Invoergegevens:
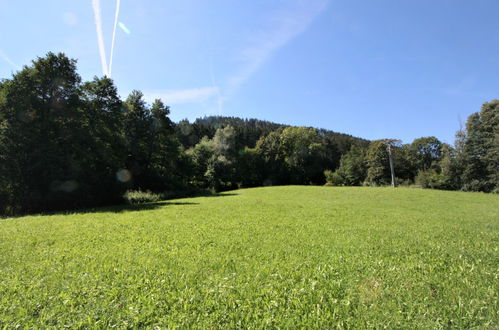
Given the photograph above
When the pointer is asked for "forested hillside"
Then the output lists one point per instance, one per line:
(65, 144)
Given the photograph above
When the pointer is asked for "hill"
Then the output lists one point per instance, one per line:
(250, 130)
(312, 257)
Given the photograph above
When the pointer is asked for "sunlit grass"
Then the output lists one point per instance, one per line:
(281, 256)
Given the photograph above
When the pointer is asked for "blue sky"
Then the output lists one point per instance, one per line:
(374, 69)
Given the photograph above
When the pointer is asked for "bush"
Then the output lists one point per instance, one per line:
(334, 178)
(135, 197)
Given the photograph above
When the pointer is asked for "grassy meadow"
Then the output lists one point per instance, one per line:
(287, 257)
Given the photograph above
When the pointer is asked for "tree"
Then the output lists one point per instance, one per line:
(352, 170)
(427, 151)
(479, 149)
(138, 125)
(378, 162)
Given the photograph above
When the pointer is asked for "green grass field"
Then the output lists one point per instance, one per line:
(288, 257)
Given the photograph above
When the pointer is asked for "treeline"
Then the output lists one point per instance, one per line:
(66, 144)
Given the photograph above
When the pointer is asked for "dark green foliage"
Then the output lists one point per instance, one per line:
(352, 170)
(134, 197)
(378, 172)
(427, 150)
(64, 144)
(478, 151)
(67, 144)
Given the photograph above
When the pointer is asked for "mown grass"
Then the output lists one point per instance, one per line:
(289, 257)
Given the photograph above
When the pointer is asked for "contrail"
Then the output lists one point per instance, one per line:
(117, 13)
(100, 38)
(212, 76)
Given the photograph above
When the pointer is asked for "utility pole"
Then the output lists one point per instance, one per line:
(391, 163)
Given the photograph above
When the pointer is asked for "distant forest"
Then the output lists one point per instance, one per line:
(67, 144)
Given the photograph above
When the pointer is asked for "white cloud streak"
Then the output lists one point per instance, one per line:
(284, 27)
(7, 59)
(100, 35)
(182, 96)
(116, 15)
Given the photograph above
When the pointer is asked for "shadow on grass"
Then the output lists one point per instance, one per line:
(129, 208)
(121, 208)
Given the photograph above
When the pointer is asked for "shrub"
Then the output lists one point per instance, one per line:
(334, 178)
(134, 197)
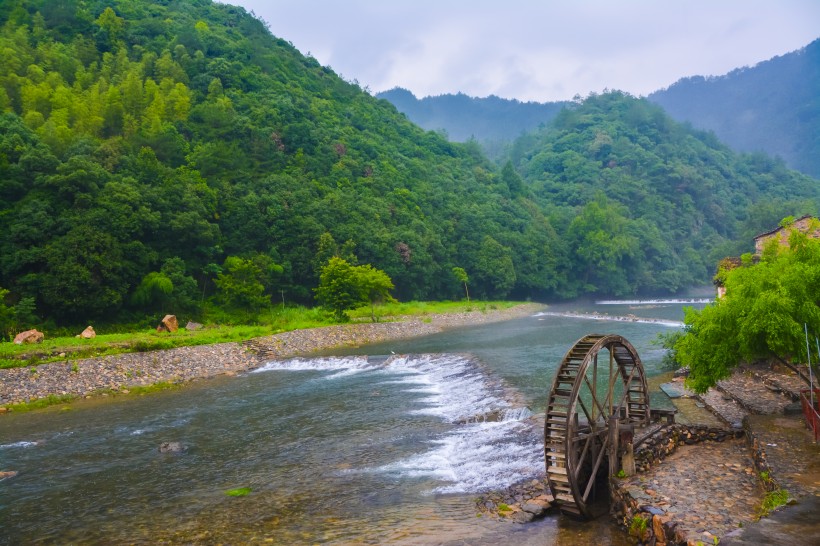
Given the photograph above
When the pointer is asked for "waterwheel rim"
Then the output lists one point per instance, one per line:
(585, 395)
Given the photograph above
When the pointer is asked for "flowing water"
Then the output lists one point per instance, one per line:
(388, 443)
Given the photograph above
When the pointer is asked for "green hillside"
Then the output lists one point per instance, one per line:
(772, 107)
(153, 141)
(175, 156)
(646, 204)
(492, 121)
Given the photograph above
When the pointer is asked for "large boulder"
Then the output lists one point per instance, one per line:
(172, 447)
(29, 336)
(193, 326)
(168, 324)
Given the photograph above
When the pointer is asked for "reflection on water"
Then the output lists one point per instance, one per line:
(343, 449)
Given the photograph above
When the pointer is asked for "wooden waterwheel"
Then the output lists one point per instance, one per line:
(591, 398)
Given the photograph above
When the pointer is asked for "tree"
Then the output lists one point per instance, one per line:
(343, 287)
(461, 276)
(763, 315)
(240, 286)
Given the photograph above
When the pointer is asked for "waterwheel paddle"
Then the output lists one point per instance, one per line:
(589, 397)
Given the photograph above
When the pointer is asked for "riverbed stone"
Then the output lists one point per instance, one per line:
(29, 336)
(168, 324)
(172, 447)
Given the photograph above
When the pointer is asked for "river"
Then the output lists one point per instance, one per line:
(373, 445)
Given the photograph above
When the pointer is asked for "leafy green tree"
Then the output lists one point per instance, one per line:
(494, 269)
(6, 316)
(155, 288)
(461, 276)
(343, 287)
(762, 315)
(239, 285)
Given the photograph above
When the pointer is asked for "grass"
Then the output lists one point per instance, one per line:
(63, 349)
(772, 501)
(64, 399)
(422, 308)
(239, 492)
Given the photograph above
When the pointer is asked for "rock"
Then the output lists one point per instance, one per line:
(172, 447)
(795, 408)
(522, 517)
(534, 508)
(657, 528)
(168, 324)
(29, 336)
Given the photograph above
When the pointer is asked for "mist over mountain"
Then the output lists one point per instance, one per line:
(772, 107)
(177, 155)
(489, 119)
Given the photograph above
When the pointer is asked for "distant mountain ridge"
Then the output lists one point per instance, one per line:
(487, 119)
(772, 107)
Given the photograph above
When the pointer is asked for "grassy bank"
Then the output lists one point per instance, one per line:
(276, 321)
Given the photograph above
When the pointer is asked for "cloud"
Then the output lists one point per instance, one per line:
(543, 51)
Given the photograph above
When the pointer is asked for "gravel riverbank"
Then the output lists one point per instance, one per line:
(120, 372)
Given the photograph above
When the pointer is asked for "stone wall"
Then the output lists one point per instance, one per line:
(648, 524)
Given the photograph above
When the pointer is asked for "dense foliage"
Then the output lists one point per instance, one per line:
(644, 203)
(768, 307)
(156, 154)
(490, 121)
(773, 107)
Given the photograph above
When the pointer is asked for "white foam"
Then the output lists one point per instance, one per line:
(489, 446)
(341, 365)
(654, 302)
(480, 455)
(476, 457)
(457, 388)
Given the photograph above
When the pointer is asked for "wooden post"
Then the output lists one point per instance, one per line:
(614, 437)
(627, 436)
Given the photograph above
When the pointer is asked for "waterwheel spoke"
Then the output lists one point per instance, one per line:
(626, 390)
(595, 467)
(595, 399)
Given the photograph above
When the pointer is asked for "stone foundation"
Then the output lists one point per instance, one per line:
(645, 523)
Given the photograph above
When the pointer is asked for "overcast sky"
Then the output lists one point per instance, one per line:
(537, 50)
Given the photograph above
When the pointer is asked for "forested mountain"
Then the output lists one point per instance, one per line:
(645, 203)
(166, 152)
(772, 107)
(488, 120)
(164, 155)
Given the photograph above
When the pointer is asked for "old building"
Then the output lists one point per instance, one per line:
(804, 224)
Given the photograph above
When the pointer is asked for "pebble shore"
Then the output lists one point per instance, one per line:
(87, 377)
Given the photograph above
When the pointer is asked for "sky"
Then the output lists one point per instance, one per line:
(534, 50)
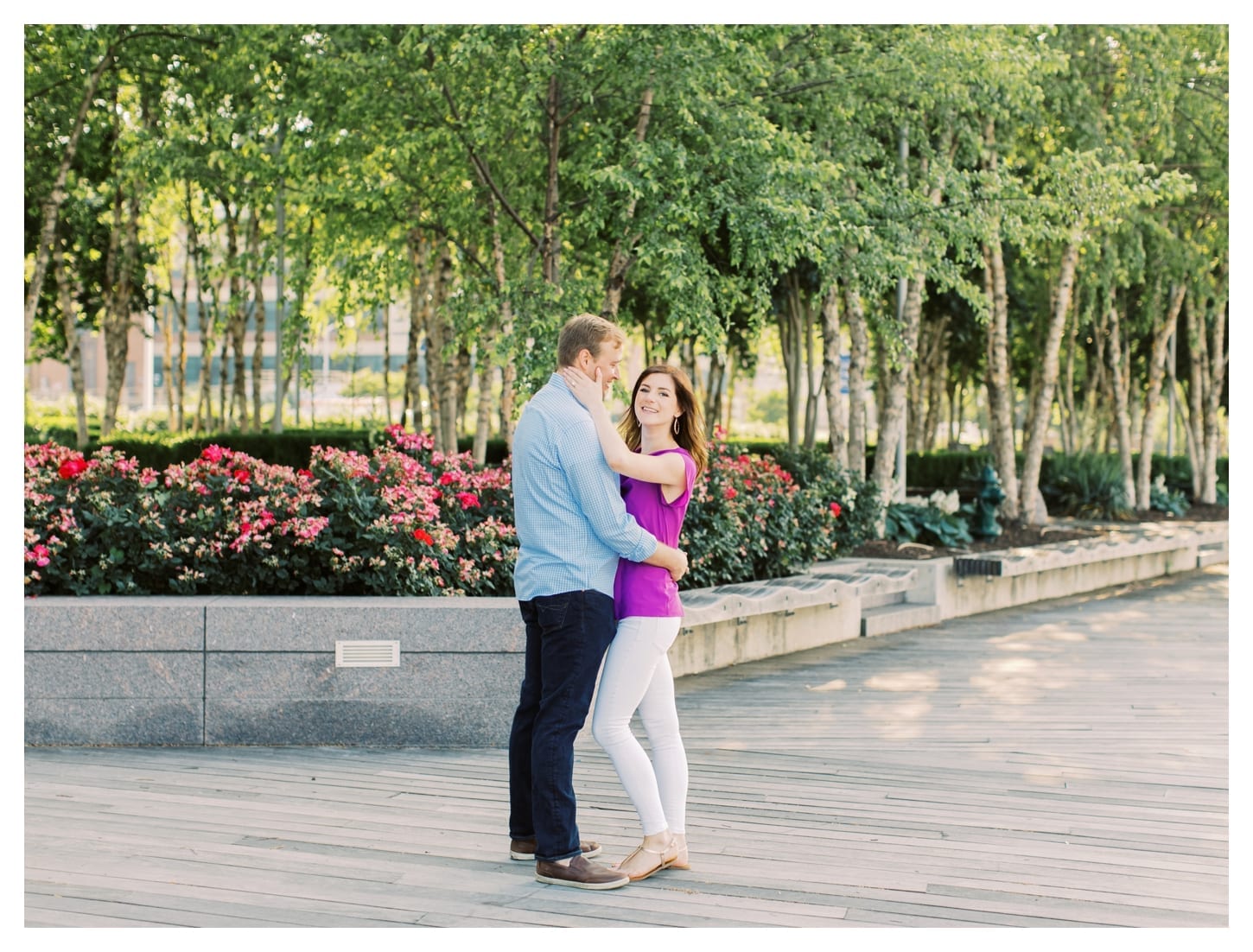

Aanwijzingen:
Bepaal in hoeveel regels van de gegevens hierboven het woord "green" voorkomt. Noem alleen dat aantal.

Antwoord hieronder:
4